Votre objectif: Recopiez sans rien changer le passage de l'extrait sur la modernité et les religions qui va de « Pour un dialogue » à « dans cette dissolution. ».

Extrait du document:
* * * * * * * * *

La modernité, après avoir produit la sécularisation du monothéisme, aboutirait au retour d’un relativisme postmoderne à l’échelle planétaire, dans lequel chaque religion serait considérée comme une cristallisation locale de l’esprit religieux universel. Or, force est de constater que cette croyance diffuse correspond mieux aux conceptions panthéistes orientales, qui sacralisent le cosmos, qu’aux monothéismes abrahamiques qui désacralisent la nature en renvoyant le divin à la transcendance. Il se pourrait que nous assistions donc, du moins en Europe, à la fin de l’esprit monothéiste et au retour des sagesses indoeuropéennes. Cette hypothèse pourrait expliquer l’engouement croissant pour le bouddhisme et la désaffectation des Églises. Il est probable qu’aujourd’hui, le modèle moderne d’une laïcité servant de support au dialogue des religions et le modèle postmoderne d’une dissolution de la foi monothéiste, expliquent de façon complémentaire la complexité de notre situation religieuse. Les religions subsistent mais leurs profils sont partiellement dissous dans l’atmosphère religieuse commune.
Pour un dialogue sans dissolution
La modernité est à la fois une chance et un défi pour les religions. Elle présente l’opportunité d’un dialogue respectueux et le risque d’une dissolution confuse. Ce constat appelle une double prise de position. D’une part, nous sommes amenés à reconnaître que toutes les religions s’articulent au donné commun de la condition humaine. Cet ancrage partagé justifie le dialogue interreligieux. D’autre part, au nom du respect des rationalités propres à chaque religion, nous sommes invités à refuser leur dissolution. La confusion pure et simple des diverses traditions spirituelles mondiales, promulguée au nom de leur soi-disant unité foncière, constitue en réalité une forme subtile de non dialogue, aucune de leurs formes spécifiques n’étant respectée dans cette dissolution.

* * * * * * * * *

Entrées enregistrées
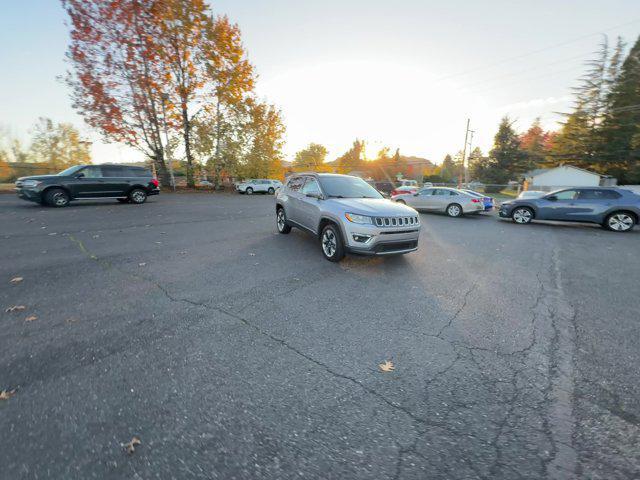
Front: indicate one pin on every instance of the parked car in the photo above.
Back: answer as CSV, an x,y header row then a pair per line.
x,y
403,189
408,183
613,208
486,200
260,185
451,201
347,215
531,194
87,182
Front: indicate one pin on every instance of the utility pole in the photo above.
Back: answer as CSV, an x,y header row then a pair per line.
x,y
466,168
464,153
166,136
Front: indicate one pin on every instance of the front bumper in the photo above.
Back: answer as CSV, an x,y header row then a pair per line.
x,y
373,240
29,194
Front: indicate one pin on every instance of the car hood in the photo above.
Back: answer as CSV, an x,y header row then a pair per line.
x,y
371,206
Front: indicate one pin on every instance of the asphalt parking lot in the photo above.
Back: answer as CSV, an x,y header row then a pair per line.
x,y
233,352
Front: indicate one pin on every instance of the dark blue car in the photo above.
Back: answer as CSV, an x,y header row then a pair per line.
x,y
486,201
614,208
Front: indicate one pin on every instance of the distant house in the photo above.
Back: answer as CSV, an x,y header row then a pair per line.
x,y
564,176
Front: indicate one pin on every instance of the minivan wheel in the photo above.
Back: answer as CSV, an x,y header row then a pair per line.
x,y
619,222
56,197
331,242
454,210
281,221
522,215
138,196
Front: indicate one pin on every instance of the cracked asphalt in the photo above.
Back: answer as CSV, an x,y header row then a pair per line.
x,y
233,352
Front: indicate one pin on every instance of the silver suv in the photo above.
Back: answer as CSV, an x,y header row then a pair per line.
x,y
347,215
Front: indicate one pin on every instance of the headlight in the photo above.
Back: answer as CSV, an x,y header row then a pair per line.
x,y
30,183
354,218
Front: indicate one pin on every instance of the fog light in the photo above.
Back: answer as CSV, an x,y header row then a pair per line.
x,y
361,238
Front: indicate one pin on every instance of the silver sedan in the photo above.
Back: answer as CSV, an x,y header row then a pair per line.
x,y
451,201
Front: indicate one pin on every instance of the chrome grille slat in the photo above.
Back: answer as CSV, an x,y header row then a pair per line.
x,y
395,221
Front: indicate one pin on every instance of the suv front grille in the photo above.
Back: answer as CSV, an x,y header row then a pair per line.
x,y
396,221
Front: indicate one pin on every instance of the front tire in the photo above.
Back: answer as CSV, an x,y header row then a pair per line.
x,y
281,221
619,222
522,215
331,243
57,197
454,210
137,196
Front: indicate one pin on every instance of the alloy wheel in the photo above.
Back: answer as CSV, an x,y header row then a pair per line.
x,y
280,220
620,222
329,243
60,199
522,215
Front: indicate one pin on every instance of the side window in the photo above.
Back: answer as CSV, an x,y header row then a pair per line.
x,y
567,195
598,195
295,183
91,172
311,186
113,172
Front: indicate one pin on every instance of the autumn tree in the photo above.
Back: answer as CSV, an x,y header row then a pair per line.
x,y
118,79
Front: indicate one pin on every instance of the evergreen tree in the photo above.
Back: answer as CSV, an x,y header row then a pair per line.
x,y
620,149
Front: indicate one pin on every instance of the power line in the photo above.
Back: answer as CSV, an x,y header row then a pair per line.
x,y
534,52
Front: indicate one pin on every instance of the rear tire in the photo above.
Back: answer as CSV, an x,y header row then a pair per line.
x,y
137,196
331,243
620,222
522,215
57,197
454,210
281,221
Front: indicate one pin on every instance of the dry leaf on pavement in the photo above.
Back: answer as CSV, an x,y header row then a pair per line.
x,y
15,308
387,366
6,394
130,447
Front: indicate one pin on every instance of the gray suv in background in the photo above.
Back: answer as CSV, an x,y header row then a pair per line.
x,y
614,208
347,215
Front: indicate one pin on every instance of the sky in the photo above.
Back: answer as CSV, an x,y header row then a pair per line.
x,y
404,74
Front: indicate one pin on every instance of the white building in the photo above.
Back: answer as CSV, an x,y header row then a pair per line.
x,y
564,176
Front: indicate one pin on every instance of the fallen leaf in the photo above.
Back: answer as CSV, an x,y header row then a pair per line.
x,y
6,394
387,366
130,447
15,308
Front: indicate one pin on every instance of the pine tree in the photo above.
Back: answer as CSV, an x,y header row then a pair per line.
x,y
621,126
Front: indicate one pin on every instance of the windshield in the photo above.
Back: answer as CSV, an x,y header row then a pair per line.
x,y
70,170
348,187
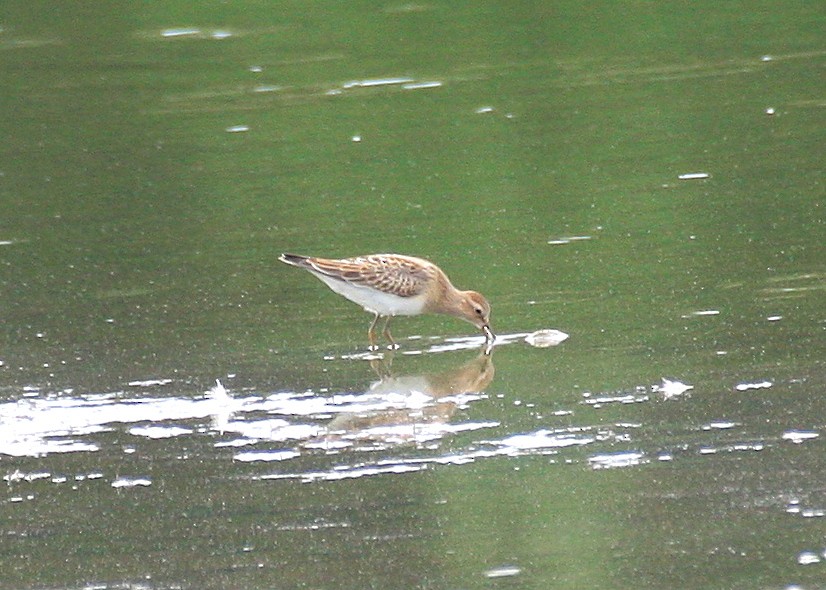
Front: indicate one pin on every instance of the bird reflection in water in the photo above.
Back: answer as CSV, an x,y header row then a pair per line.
x,y
416,408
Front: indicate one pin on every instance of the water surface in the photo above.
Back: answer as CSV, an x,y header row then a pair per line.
x,y
178,409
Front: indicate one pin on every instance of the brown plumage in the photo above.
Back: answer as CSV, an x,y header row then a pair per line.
x,y
392,284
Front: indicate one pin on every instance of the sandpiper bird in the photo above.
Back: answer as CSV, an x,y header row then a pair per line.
x,y
391,284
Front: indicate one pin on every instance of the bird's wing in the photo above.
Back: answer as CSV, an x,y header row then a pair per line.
x,y
400,275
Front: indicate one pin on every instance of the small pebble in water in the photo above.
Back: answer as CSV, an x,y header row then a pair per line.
x,y
808,558
546,338
503,572
694,176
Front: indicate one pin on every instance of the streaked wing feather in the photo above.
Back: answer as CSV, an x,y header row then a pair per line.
x,y
394,274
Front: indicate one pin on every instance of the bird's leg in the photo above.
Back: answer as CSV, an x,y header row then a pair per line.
x,y
386,332
371,333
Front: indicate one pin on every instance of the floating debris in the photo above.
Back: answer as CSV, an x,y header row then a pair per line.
x,y
808,558
671,389
421,85
266,456
370,83
747,386
614,460
149,383
129,482
180,32
546,338
568,240
702,312
503,572
799,436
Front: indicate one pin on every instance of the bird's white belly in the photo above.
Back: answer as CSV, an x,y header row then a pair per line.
x,y
375,301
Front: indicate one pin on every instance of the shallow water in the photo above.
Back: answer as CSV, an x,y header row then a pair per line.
x,y
178,409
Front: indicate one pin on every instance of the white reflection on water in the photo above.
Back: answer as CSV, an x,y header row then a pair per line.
x,y
394,410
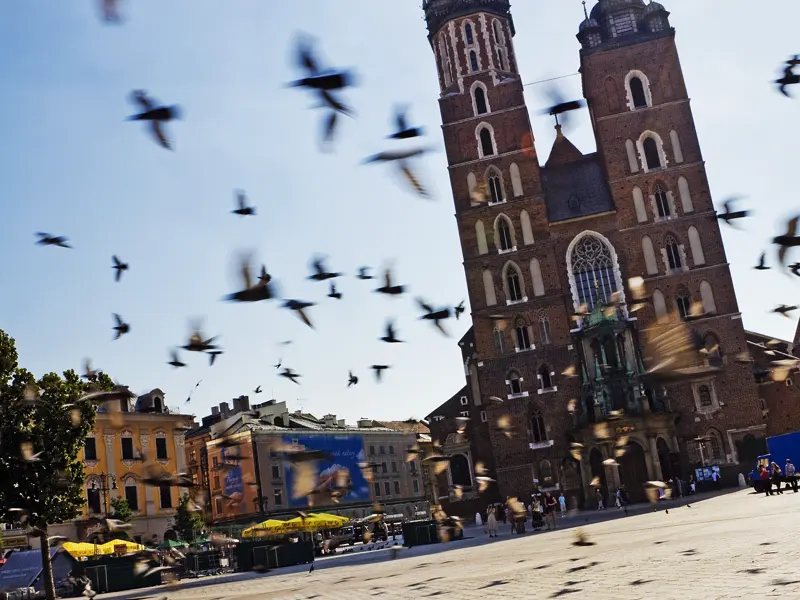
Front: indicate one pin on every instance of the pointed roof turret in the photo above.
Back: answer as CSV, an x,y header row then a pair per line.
x,y
563,151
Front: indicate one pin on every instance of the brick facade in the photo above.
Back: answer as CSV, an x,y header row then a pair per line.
x,y
647,148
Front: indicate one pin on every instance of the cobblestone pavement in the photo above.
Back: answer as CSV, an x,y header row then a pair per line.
x,y
738,545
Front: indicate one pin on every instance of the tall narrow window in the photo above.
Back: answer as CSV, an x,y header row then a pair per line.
x,y
651,155
514,285
473,61
487,146
544,331
481,107
514,383
545,378
593,270
504,234
637,93
684,306
663,209
495,189
538,430
523,337
673,253
498,339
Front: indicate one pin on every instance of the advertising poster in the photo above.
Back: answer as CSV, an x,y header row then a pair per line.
x,y
345,452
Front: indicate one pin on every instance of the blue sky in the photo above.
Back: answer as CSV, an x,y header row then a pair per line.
x,y
70,165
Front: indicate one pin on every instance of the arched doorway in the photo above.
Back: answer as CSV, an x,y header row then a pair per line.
x,y
633,472
598,470
664,459
460,471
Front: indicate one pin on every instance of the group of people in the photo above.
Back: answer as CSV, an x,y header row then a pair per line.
x,y
772,475
541,510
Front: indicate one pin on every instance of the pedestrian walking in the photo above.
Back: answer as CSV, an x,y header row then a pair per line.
x,y
598,495
791,475
550,510
491,522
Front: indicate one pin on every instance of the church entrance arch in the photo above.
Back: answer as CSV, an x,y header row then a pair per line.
x,y
633,472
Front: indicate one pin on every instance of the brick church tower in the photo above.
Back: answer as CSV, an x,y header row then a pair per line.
x,y
549,250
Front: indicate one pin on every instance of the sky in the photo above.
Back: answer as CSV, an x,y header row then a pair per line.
x,y
70,165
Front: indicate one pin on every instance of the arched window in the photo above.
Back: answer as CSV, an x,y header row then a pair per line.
x,y
545,378
488,288
637,93
460,471
444,60
660,306
638,205
707,296
714,446
514,383
497,335
496,194
486,139
651,156
480,235
677,152
633,162
674,260
523,335
538,429
696,245
536,277
649,256
686,196
637,88
546,473
481,107
684,303
661,200
504,233
473,60
544,331
593,269
515,292
516,180
525,223
612,95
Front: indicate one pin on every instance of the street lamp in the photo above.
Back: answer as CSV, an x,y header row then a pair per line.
x,y
108,482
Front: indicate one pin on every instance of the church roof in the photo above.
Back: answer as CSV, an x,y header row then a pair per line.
x,y
563,151
577,188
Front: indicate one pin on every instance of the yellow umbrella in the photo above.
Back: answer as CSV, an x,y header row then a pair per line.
x,y
270,526
110,547
80,549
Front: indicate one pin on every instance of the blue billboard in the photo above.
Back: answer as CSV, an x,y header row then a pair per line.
x,y
233,485
345,452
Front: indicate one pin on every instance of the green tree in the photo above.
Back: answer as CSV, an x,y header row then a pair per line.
x,y
187,523
43,425
121,509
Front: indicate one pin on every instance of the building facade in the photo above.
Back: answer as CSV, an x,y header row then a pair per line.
x,y
127,440
259,483
549,251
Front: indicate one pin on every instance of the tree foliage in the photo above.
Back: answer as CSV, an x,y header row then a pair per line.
x,y
187,522
48,418
121,509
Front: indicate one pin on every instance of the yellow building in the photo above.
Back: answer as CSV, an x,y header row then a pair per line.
x,y
126,441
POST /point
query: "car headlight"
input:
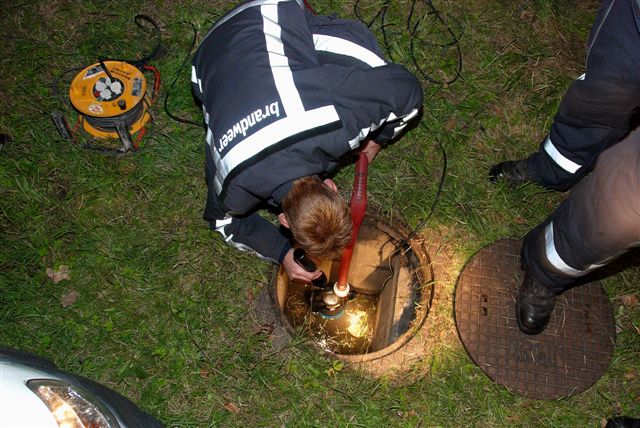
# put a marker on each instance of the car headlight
(72, 406)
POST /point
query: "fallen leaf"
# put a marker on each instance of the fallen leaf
(60, 274)
(450, 124)
(69, 299)
(526, 15)
(630, 300)
(630, 375)
(232, 408)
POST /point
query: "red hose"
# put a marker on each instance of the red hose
(358, 206)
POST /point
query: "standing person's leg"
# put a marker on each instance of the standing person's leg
(597, 109)
(597, 222)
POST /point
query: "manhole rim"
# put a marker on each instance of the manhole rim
(423, 270)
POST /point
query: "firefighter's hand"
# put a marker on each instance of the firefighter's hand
(296, 272)
(371, 149)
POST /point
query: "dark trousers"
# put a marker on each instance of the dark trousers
(598, 221)
(599, 108)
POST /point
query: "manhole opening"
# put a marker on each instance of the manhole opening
(394, 286)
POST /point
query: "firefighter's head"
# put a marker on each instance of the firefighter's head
(317, 216)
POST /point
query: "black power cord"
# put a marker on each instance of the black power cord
(175, 79)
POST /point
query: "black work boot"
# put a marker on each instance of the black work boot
(534, 305)
(513, 172)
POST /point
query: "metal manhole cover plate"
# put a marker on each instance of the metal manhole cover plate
(569, 356)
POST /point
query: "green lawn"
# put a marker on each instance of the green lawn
(163, 309)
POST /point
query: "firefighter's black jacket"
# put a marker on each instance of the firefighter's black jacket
(286, 94)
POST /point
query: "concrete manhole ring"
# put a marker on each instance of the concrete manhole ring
(395, 275)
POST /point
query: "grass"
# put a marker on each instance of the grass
(163, 310)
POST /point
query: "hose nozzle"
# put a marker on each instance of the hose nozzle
(341, 290)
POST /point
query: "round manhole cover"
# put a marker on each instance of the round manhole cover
(569, 356)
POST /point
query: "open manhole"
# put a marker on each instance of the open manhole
(393, 280)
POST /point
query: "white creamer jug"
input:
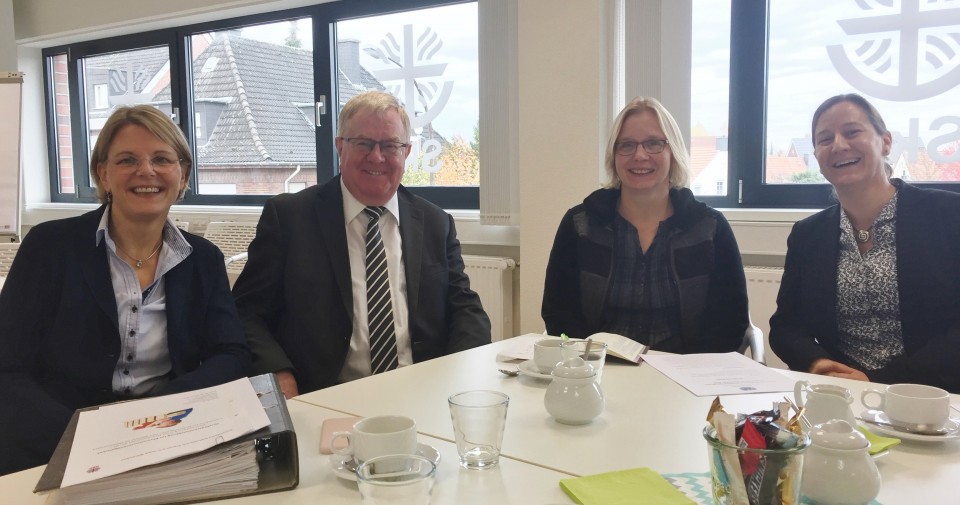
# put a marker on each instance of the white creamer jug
(574, 397)
(824, 402)
(837, 468)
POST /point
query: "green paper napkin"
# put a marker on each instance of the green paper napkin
(878, 444)
(624, 487)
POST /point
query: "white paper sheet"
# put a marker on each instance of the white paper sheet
(117, 438)
(719, 374)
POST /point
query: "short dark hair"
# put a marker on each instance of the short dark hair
(873, 115)
(156, 122)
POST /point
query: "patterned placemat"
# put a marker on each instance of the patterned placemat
(696, 486)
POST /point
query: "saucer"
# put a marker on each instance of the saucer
(952, 426)
(345, 467)
(529, 368)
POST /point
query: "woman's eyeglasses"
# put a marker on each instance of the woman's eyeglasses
(629, 147)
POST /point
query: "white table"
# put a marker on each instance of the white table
(514, 482)
(649, 421)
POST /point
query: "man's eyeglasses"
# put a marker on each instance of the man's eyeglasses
(629, 147)
(159, 163)
(365, 146)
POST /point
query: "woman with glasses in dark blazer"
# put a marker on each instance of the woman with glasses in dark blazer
(641, 257)
(116, 303)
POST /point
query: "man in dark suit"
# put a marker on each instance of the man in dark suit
(313, 307)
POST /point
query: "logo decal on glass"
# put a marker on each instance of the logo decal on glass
(874, 69)
(420, 95)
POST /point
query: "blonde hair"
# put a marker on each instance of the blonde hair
(679, 173)
(157, 123)
(377, 101)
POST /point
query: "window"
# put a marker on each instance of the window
(428, 58)
(246, 86)
(59, 136)
(259, 109)
(781, 59)
(902, 56)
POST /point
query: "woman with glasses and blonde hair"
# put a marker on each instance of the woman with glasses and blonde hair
(116, 303)
(871, 286)
(641, 257)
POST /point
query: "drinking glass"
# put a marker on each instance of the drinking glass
(478, 421)
(741, 475)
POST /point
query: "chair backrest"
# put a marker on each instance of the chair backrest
(753, 340)
(232, 238)
(7, 252)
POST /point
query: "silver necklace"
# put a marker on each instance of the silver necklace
(139, 264)
(862, 236)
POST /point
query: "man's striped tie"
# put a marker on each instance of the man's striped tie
(383, 339)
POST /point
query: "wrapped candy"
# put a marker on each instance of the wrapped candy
(755, 458)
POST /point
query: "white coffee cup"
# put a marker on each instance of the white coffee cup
(911, 405)
(546, 354)
(824, 402)
(377, 436)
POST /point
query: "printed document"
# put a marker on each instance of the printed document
(719, 374)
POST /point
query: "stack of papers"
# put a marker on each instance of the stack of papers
(158, 450)
(716, 374)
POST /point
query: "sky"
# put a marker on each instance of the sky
(802, 75)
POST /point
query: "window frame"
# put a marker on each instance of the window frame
(324, 16)
(749, 60)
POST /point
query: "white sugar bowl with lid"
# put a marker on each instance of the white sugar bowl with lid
(574, 397)
(837, 468)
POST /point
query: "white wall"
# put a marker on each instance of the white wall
(8, 49)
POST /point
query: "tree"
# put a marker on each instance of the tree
(807, 177)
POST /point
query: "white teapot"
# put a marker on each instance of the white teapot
(824, 402)
(837, 468)
(574, 397)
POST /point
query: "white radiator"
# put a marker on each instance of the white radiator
(492, 278)
(763, 284)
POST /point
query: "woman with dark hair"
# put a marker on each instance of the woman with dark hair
(871, 286)
(116, 303)
(642, 258)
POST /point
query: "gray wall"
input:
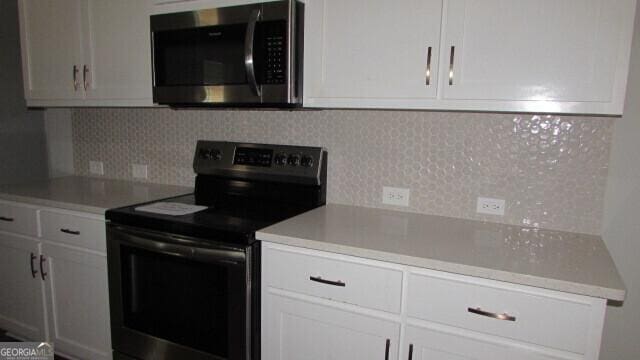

* * * * * * * * *

Réponse à l'exercice:
Pour un dialogue sans dissolution
La modernité est à la fois une chance et un défi pour les religions. Elle présente l’opportunité d’un dialogue respectueux et le risque d’une dissolution confuse. Ce constat appelle une double prise de position. D’une part, nous sommes amenés à reconnaître que toutes les religions s’articulent au donné commun de la condition humaine. Cet ancrage partagé justifie le dialogue interreligieux. D’autre part, au nom du respect des rationalités propres à chaque religion, nous sommes invités à refuser leur dissolution. La confusion pure et simple des diverses traditions spirituelles mondiales, promulguée au nom de leur soi-disant unité foncière, constitue en réalité une forme subtile de non dialogue, aucune de leurs formes spécifiques n’étant respectée dans cette dissolution.